タスク内容 —
本文抜粋によれば、オスのSprague DawleyラットにLNPを投与した際の用量はどれだけか。

本文抜粋 —
図1は、siCD45およびDNAバーコードを10:1の質量比を有するように製剤化された192個のLNPの直径分布を示し、各ドットは、個別のLNPの直径である。
【0132】
濃度およびカプセル化効率 - NAの濃度は、製造業者の取扱説明書に従ってQubit microRNAキット(siRNAについて)またはHS RNAキット(mRNAについて)によって決定された。カプセル化効率は、溶解していないLNPおよび溶解したLNPを測定することによって決定された。
図2は、192個のLNPのプールのカプセル化および非カプセル化siRNAの濃度を示す。
【0133】
ラットへのLNP投薬
LNPは、1.5mg/kg siRNA負荷量の用量で尾静脈への注入により、オスのSprague Dawleyラットに投与された。上に記したように、他の実施形態では、LNPは、尾静脈へのボーラス注射によって、または皮下、筋肉内、皮内、髄腔内、硝子体内、網膜下、鼻腔内、または噴霧を含む他の投与経路によって投与することができる。
【0134】
ラットについてのFACS
選択した組織(例えば、肝臓、肺、心臓)を、プロテイナーゼの混合物を使用して機械的および酵素的に消化し、70uMフィルターに通して単一細胞懸濁液を生成した。他の組織(例えば、脾臓)を機械的に消化して、単一細胞懸濁液を生成した。全ての組織をACK緩衝液で処理して赤血球を溶解し、フローサイトメトリーおよびFACSソーティングのために蛍光標識抗体で染色した。全ての抗体は市販の抗体であった。BD FACSMelody(Becton Dickinson)を使用して、全てのサンプルを、フローサイトメトリーを介して取得し、ソーティングの前にゲートを生成した。
【0135】
通常、ゲート構造はサイズ→単一の細胞→生細胞→目的の細胞であった。T細胞はCD3+として定義され、単球はCD11b+として定義され、B細胞はCD19+として定義された。肝臓では、LSECはCD31+、クッパー細胞はCD11b+、肝細胞はCD31-/CD45-と定義された。siRNA研究では、標的遺伝子(CD45)の下方制御をゲートした。ビヒクル(生理食塩水)投与ラットからの組織を使用して、ソーティングのためのゲートを設定した。正しい表現型を持つ各々の細胞サブセットの20000個までの細胞が、1XPBS中に選別された。ソーティングの後、細胞を遠心分離によりペレットにして、Quick Extract DNA Extraction Solution(Lucigen)を製造業者のプロトコルに従って使用してDNAを抽出した。DNAはシーケンシングまで-20℃で保存された。

保存データ項目 —

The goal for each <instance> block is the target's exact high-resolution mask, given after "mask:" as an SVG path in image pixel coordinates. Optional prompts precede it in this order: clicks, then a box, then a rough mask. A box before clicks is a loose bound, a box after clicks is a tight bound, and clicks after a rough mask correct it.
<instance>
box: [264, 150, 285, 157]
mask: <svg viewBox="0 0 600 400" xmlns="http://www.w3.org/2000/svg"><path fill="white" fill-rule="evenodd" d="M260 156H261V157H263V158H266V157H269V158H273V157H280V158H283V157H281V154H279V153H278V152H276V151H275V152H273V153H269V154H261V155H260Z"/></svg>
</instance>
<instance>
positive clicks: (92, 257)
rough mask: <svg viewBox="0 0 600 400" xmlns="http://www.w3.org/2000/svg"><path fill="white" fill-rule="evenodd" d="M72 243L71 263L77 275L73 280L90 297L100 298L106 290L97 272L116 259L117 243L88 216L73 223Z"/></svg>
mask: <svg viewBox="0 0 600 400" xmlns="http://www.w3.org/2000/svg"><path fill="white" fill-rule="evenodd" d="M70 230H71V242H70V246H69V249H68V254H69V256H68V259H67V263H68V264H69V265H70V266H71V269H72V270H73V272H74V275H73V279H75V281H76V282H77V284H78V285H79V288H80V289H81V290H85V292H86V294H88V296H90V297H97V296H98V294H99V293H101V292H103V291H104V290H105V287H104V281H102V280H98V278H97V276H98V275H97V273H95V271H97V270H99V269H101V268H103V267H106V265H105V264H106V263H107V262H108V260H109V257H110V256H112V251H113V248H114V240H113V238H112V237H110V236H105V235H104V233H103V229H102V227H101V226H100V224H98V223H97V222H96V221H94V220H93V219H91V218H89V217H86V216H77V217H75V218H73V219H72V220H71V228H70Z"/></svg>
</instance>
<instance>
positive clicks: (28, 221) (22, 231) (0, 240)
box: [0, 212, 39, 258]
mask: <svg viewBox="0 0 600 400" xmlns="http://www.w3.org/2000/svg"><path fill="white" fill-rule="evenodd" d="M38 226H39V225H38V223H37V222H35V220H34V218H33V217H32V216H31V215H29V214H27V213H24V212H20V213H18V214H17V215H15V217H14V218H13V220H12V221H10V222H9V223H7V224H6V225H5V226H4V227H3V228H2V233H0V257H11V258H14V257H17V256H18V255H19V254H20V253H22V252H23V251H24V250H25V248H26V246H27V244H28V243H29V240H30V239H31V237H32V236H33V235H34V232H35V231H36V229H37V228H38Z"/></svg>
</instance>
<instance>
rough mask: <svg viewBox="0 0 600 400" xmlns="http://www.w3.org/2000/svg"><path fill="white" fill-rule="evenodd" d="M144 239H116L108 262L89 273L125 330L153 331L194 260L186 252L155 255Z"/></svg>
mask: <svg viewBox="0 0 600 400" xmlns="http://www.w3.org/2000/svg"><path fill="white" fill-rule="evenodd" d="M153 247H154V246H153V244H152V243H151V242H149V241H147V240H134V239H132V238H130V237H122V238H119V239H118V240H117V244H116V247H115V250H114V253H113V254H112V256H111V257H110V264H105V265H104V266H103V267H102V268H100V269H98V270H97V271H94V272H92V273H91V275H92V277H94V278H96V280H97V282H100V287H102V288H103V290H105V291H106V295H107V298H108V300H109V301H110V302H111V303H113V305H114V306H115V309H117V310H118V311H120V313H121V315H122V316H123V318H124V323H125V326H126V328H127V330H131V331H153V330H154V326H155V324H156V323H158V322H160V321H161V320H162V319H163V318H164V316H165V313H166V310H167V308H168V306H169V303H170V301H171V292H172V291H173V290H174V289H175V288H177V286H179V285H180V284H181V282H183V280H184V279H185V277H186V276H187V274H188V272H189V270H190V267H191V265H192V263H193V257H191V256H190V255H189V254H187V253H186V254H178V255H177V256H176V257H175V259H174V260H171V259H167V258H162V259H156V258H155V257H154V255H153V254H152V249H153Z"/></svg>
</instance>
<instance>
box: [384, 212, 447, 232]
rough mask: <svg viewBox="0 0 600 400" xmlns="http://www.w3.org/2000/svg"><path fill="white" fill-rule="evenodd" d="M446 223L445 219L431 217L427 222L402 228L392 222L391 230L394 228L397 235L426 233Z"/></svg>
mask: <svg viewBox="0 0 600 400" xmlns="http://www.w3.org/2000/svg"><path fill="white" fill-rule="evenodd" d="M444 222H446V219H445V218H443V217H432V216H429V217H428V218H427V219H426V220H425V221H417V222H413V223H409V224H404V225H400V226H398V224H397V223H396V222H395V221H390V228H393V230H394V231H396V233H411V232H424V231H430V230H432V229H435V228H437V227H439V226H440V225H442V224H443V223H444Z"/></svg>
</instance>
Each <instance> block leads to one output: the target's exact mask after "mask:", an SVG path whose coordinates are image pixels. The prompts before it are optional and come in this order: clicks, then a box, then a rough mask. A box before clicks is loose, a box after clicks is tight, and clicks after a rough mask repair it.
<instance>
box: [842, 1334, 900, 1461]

回答 —
1.5mg/kg siRNA負荷量の用量。